#### SUPPLIED TEXT
The Foundation Stone – 168 Years

“At noon yesterday, being the anniversary of the Conversion of St. Paul, a very large number of ladies and gentlemen assembled at Grose Farm to witness the ceremony of laying the foundation stone of St. Paul’s College, by his Excellency the Governor-General” (SMH 26 January 1856 p. 4). On that occasion the Church of England and the very new University of Sydney were well represented along with the Fellows of the College and members of the judiciary, educators and the general public in attendance.

That was 168 years ago, two years after Royal Assent to the Saint Paul’s College Act and two years before the Warden and first students moved in.

The Foundation stone has remained in its approximate location on the southern ridge of the Grose Farm estate but it was not incorporated into any of the buildings. The original ‘Blacket Wing’ accommodation was completed some 50m to the south being ready in 1858 for the first students and the Warden’s family. The dining hall, the kitchens and amenities to the west were ready in 1859.

Extracted data entries
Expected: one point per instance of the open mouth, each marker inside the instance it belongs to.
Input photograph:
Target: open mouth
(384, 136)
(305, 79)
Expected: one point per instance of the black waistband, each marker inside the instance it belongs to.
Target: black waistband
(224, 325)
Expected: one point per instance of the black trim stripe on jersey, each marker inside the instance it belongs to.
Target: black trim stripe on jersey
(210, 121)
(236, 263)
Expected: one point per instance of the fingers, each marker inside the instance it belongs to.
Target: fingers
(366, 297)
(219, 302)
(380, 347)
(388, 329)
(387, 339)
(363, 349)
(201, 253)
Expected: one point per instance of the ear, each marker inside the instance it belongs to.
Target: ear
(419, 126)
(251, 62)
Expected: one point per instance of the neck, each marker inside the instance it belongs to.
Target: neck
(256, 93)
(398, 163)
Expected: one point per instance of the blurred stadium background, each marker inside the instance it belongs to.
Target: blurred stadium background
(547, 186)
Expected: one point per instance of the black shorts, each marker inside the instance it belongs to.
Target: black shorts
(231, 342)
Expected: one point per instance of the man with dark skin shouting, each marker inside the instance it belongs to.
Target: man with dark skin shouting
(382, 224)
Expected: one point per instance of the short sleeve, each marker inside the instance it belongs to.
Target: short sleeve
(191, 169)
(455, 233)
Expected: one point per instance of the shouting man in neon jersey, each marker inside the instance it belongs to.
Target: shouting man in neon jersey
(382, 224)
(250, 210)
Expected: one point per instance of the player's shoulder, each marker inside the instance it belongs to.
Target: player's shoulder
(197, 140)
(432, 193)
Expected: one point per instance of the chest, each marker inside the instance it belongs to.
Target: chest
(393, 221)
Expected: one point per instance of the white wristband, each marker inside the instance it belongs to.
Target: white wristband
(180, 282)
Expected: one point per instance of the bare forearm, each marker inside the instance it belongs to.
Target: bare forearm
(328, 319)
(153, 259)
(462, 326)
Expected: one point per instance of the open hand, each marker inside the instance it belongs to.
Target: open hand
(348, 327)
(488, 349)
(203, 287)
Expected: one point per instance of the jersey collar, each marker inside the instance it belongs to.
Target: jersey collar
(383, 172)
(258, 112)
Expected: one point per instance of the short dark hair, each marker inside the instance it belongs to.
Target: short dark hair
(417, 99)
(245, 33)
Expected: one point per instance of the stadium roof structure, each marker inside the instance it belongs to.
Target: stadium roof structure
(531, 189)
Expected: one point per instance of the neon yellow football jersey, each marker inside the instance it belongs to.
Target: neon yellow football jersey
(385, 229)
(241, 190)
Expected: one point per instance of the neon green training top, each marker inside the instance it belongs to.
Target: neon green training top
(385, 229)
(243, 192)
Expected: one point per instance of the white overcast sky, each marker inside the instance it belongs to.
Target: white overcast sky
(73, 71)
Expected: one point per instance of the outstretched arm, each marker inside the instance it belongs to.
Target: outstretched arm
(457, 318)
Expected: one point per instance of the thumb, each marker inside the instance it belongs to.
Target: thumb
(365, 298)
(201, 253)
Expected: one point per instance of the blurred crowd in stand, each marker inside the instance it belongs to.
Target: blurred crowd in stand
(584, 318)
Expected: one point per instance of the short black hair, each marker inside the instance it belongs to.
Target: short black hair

#### TASK GOAL
Transcribe the foundation stone text from "The Foundation Stone –" up to and including "public in attendance.".

#### RESPONSE TO THE EXERCISE
The Foundation Stone – 168 Years

“At noon yesterday, being the anniversary of the Conversion of St. Paul, a very large number of ladies and gentlemen assembled at Grose Farm to witness the ceremony of laying the foundation stone of St. Paul’s College, by his Excellency the Governor-General” (SMH 26 January 1856 p. 4). On that occasion the Church of England and the very new University of Sydney were well represented along with the Fellows of the College and members of the judiciary, educators and the general public in attendance.